Output the lines below as a JSON list of strings, one string per line, skipping blank lines and omitting the pictures.

* Begin WORKING DATA *

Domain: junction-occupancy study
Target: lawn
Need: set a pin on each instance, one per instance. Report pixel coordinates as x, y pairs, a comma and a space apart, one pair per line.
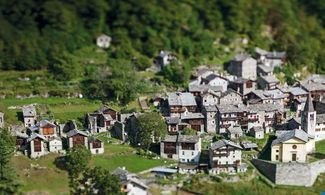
320, 146
62, 108
50, 179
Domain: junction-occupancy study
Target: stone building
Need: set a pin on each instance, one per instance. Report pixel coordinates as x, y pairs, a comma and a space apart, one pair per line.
184, 148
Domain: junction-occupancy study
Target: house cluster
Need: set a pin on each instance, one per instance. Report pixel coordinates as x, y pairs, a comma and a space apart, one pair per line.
248, 100
38, 138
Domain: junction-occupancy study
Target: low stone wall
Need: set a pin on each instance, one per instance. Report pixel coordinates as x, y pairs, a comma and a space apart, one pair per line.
299, 174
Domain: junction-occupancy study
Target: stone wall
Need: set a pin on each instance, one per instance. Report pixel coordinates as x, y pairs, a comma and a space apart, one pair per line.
299, 174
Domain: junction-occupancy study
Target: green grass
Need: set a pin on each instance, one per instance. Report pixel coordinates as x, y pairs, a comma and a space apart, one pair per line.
125, 156
50, 180
62, 108
320, 146
55, 181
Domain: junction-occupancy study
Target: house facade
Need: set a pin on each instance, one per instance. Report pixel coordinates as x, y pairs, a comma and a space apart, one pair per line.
225, 156
184, 148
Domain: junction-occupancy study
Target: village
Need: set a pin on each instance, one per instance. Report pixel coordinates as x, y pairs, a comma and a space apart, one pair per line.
225, 122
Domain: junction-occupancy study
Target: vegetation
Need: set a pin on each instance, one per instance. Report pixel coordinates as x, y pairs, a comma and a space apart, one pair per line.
57, 36
98, 181
77, 161
151, 127
8, 184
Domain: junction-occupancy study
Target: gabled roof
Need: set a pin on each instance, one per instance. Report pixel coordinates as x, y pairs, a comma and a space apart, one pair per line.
44, 123
29, 110
222, 143
309, 107
297, 133
270, 79
75, 132
181, 99
182, 138
34, 136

* End WORKING DATA *

**WRITTEN ANSWER**
[
  "Domain: junction-occupancy study",
  "Target: lawn",
  "Need: set a pin on each instance, one per instance. Report pixel coordinates as x, y pairs, a comma and a space apart, one pair per line.",
  "320, 146",
  "62, 108",
  "50, 179",
  "Domain: junction-occupancy study",
  "Target: stone building",
  "Need: set a pin on each instance, one per instance. Report pixel coordinates as x, y pairs, a comma and a space apart, one pair per line.",
  "184, 148",
  "Domain: junction-occupancy study",
  "Target: house cluster",
  "Need: set a pin on each instance, one per instance. Report pixel coordinates as x, y pairs, a comma and a space apart, one pair per line.",
  "248, 100",
  "38, 138",
  "Domain: junction-occupancy study",
  "Target: low stone wall",
  "Need: set a pin on each instance, one per instance. Report pixel coordinates as x, y pairs, a comma and a space apart, one pair per line.",
  "299, 174",
  "Domain: junction-occupancy study",
  "Target: stone wall",
  "Need: set a pin on each instance, one per instance. Report pixel coordinates as x, y pairs, a comma and a space apart, one pair per line.",
  "299, 174",
  "Domain: junction-occupancy study",
  "Target: green grass",
  "Need: set a pin on each instance, one per instance. Report pixel coordinates as x, y pairs, a comma and a space apart, one pair per line.",
  "125, 156",
  "50, 180",
  "62, 108",
  "320, 146",
  "55, 181",
  "Domain: junction-occupancy study",
  "Target: house facade",
  "Need: set a pin on each instance, one per instance. Report pixel coordinates as x, y pairs, a comma and a space apart, one pair per line.",
  "225, 156",
  "184, 148",
  "Domain: junction-occupancy study",
  "Target: village",
  "Need: set a pin on each instance, one per instance. Report pixel coordinates as x, y pairs, a comma and a space apart, one pair per line.",
  "225, 122",
  "Domain: junction-occupancy study",
  "Target: vegetation",
  "Need: set a pin on each instance, one per instance. Report pixel coordinates as x, y pairs, a comma and a space apart, one pair per line.",
  "57, 36",
  "98, 181",
  "77, 161",
  "151, 127",
  "8, 184",
  "Domain: junction-occupancy study",
  "Target: gabled roof",
  "Need: set a pin on each instance, one per instance. Report pixel coordinates as x, y pairs, a comma and a space apart, one pair per line.",
  "44, 123",
  "29, 110",
  "222, 143",
  "309, 107",
  "297, 133",
  "270, 79",
  "75, 132",
  "181, 99",
  "182, 138",
  "34, 136"
]